## ИСХОДНЫЙ ФРАГМЕНТ
══════════════════════════════
Этот рассказ можно читать как своего рода эксперимент: как изменятся отношения в семье, постигни ее такое несчастье? Быть может, в этой ситуации истина Грегора и его семьи исказится до неузнаваемости?
Таким образом, как и в «Приговоре», здесь мы снова имеем дело с проблемой семьи, которая со всей остротой встала перед Кафкой за несколько этих недель. На адский шум родительского дома он ведь уже жаловался в прежде изданном тексте.
Для Кафки ситуация только усугубилась, когда, как уже говорилось, в конце 1911 года отец и зять учредили асбестовую фабрику, а от Кафки как компаньона ожидали активного участия в этом предприятии. В обществе страхования он представлял интересы рабочих, а теперь – на собственной фабрике – ему предстояло защищать интересы предпринимателей. Смена роли давалась трудно, но самое неприятное было в том, что он терял драгоценное время, которое мог бы уделить письму. Этот конфликт оказался для Кафки столь мучителен, что он стал вынашивать идею самоубийства и отказался от нее только потому, что, как он пишет с сардонической иронией, «жизнь моему писательству <…> препятствует меньше, чем смерть»[96].
В середине ноября 1912 года, когда Кафка взялся за «Превращение», семейные проблемы были еще далеки от решения. «Проснувшись однажды утром после беспокойного сна, Грегор Замза обнаружил, что он у себя в постели превратился в страшное насекомое» – так начинается рассказ. Это напоминает начало «Процесса». В нем Йозеф К., проснувшись однажды утром, обнаруживает, что его арестовали. Ни Грегор, ни Йозеф К. не знают, почему так произошло. Все начинается с необъяснимого факта, который немедленно ставит вопрос о причине, о вине, но ответа не дает.
И все-таки Грегор, в отличие от Йозефа К., не ломает голову над тем, чем он провинился. Этим займутся первые толкователи этой жуткой истории. Грегор для начала пытается осознать, что произошло и в каком теле он очутился. Он обнаруживает «панцирнотвердую спину», выпуклый живот, с которого норовит сползти одеяло, множество тоненьких ножек, которые «копошатся» перед его глазами, словно не подчиняясь его воле. Он был бы рад, окажись все это просто сном. Но это не сон. Потому что комната, в которой он проснулся, – это, несомненно, его комната, все в ней знакомо и располагается на своих местах, его любимая картина с дамой в меховой шляпе висит на стене: он, холостяк, изготовил ее сам, вырезав изображение из иллюстрированного журнала.
Поскольку все вокруг него явно осталось прежним, он на мгновение забывает о своем телесном превращении. Если ничего не поменялось снаружи, почему вдруг хоть что-то должно было поменяться в нем самом? Пройдет время, прежде чем катастрофа по-настоящему дойдет до его сознания. Рассказ виртуозно оттягивает эту ужасную секунду. «Хорошо бы еще немного поспать и забыть всю эту чепуху», – думает Грегор, но тут же замечает, что не может перевернуться на правый бок, на котором обыкновенно спит. Изменившееся тело напоминает о себе болью.
══════════════════════════════
## ОБ УПРАЖНЕНИИ
Напечатайте дословно часть фрагмента о «Превращении», начиная со слов «Таким образом, как» и до слов «прежде изданном тексте.» включительно.

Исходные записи
══════════════════════════════
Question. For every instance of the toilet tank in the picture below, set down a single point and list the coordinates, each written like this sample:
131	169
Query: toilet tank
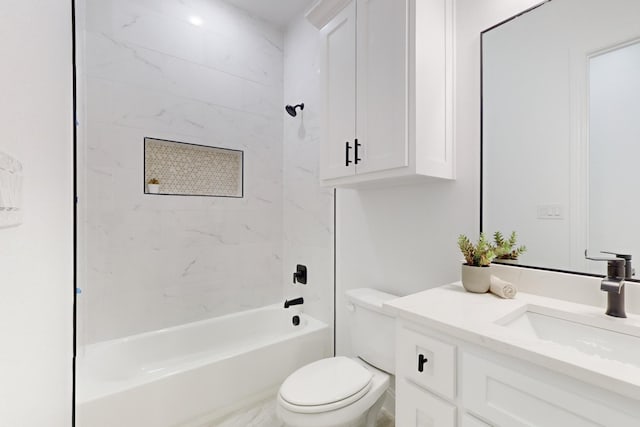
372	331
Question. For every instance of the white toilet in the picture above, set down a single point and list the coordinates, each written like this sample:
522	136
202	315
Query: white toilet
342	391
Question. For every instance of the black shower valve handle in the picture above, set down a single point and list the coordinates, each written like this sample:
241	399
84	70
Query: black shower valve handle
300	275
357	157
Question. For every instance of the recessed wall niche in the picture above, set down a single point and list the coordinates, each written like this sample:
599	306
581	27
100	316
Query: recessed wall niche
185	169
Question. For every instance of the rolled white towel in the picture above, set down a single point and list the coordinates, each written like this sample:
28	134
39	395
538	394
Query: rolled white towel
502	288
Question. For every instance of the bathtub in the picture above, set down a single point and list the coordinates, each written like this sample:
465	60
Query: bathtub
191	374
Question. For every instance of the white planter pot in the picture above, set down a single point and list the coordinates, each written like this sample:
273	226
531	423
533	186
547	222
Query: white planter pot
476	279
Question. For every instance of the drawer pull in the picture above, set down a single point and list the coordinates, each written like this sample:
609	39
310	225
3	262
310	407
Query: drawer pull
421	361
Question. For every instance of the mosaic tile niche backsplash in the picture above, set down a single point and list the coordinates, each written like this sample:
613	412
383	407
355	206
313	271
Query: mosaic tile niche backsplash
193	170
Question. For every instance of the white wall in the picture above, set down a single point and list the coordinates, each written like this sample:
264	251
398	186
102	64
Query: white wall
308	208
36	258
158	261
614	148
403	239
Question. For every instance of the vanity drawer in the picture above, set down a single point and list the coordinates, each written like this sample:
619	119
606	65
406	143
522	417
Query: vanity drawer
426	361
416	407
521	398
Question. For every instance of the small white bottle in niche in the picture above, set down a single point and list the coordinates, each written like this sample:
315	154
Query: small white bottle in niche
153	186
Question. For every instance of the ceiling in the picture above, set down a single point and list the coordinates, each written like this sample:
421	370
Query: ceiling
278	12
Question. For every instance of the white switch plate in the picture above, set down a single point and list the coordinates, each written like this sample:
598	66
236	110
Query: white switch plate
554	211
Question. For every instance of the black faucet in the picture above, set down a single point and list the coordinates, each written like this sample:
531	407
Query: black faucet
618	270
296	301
══════════════════════════════
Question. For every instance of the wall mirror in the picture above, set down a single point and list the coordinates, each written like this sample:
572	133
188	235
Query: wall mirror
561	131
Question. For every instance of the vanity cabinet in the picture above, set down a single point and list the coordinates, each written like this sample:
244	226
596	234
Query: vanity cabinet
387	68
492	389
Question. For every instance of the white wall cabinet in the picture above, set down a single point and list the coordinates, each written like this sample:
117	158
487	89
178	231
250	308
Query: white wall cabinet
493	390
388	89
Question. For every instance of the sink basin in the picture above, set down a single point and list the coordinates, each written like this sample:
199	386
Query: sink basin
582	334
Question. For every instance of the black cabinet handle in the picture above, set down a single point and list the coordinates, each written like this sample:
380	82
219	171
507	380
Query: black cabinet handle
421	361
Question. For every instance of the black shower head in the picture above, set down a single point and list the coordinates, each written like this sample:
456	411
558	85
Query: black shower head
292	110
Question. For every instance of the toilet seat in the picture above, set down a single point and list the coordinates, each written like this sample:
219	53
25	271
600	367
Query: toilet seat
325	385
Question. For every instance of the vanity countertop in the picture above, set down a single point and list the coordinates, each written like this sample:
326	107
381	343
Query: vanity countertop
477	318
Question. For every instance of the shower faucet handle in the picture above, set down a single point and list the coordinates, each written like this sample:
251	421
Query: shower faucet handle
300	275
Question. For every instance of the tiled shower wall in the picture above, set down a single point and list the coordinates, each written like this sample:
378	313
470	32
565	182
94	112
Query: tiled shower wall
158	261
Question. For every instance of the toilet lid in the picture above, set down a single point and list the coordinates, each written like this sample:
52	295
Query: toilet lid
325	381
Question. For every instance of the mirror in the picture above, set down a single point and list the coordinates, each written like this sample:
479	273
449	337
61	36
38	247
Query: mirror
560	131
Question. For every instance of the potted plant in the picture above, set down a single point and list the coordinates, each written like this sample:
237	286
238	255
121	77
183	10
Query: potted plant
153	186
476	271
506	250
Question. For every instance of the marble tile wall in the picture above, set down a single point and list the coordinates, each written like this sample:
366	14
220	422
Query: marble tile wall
══════════════════════════════
## ОТВЕТ К УПРАЖНЕНИЮ
Таким образом, как и в «Приговоре», здесь мы снова имеем дело с проблемой семьи, которая со всей остротой встала перед Кафкой за несколько этих недель. На адский шум родительского дома он ведь уже жаловался в прежде изданном тексте.